▶ [INPUT RECORDS]:

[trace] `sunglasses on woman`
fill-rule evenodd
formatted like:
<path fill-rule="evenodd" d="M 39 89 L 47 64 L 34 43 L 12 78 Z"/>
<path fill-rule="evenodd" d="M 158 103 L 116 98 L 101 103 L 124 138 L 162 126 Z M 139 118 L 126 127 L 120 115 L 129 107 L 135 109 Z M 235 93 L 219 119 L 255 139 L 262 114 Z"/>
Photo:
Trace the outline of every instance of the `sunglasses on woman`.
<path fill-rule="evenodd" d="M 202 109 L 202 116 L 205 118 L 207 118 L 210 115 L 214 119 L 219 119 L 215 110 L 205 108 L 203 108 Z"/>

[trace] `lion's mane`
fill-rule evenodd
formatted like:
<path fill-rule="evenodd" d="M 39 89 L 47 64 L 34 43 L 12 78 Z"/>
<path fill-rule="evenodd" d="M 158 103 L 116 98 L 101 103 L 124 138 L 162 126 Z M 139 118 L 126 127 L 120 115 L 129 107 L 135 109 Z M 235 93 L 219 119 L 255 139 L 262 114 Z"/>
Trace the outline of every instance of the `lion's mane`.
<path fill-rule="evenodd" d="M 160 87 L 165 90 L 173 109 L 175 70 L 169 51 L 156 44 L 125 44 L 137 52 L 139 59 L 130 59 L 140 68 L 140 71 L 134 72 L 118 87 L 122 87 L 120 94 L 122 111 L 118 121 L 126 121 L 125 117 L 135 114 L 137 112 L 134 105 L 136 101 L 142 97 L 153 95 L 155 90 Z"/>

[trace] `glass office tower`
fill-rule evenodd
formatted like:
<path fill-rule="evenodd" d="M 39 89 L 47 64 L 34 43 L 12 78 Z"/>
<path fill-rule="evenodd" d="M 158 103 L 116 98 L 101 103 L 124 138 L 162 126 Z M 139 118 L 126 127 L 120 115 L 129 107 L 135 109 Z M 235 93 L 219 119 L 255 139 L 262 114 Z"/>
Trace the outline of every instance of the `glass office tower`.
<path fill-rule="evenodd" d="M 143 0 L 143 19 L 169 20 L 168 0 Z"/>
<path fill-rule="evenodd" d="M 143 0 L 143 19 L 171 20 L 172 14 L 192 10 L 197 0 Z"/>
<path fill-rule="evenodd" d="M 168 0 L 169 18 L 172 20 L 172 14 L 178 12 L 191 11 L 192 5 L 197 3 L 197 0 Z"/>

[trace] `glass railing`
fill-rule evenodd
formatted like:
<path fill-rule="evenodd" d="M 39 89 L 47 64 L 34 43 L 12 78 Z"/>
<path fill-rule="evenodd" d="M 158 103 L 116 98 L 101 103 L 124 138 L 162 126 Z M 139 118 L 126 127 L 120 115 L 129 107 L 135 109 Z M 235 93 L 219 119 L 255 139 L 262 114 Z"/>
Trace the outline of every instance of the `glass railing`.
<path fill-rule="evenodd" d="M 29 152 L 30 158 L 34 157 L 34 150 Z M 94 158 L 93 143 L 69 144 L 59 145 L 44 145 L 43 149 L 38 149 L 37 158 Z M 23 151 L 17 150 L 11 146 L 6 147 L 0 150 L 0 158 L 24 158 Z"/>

▶ [EXERCISE OBJECTIVE]:
Copy the records verbatim from their first line through the line containing "160 87 L 165", including both of those lines.

▶ [RESPONSE TO THE EXERCISE]:
[trace] `sunglasses on woman`
fill-rule evenodd
formatted like:
<path fill-rule="evenodd" d="M 39 89 L 47 64 L 34 43 L 12 78 Z"/>
<path fill-rule="evenodd" d="M 158 103 L 116 98 L 101 103 L 124 138 L 162 126 Z M 139 118 L 126 127 L 120 115 L 129 107 L 135 109 Z M 235 93 L 219 119 L 255 139 L 262 114 Z"/>
Photo:
Trace the outline of every instance of the `sunglasses on woman`.
<path fill-rule="evenodd" d="M 202 109 L 202 116 L 205 118 L 207 118 L 210 115 L 214 119 L 219 119 L 215 110 L 205 108 L 203 108 Z"/>

[trace] `lion's mane`
fill-rule evenodd
formatted like:
<path fill-rule="evenodd" d="M 39 89 L 47 64 L 34 43 L 12 78 Z"/>
<path fill-rule="evenodd" d="M 158 103 L 116 98 L 101 103 L 124 138 L 162 126 Z M 139 118 L 126 127 L 120 115 L 129 107 L 135 109 Z M 235 93 L 219 119 L 255 139 L 262 114 Z"/>
Trace the outline of every instance of the `lion's mane`.
<path fill-rule="evenodd" d="M 160 87 L 165 90 L 173 109 L 175 70 L 169 51 L 156 44 L 125 44 L 137 52 L 139 59 L 130 59 L 140 68 L 140 71 L 134 72 L 118 87 L 122 87 L 120 94 L 122 111 L 118 121 L 126 121 L 125 117 L 135 114 L 137 112 L 134 105 L 136 101 L 142 97 L 153 95 L 155 90 Z"/>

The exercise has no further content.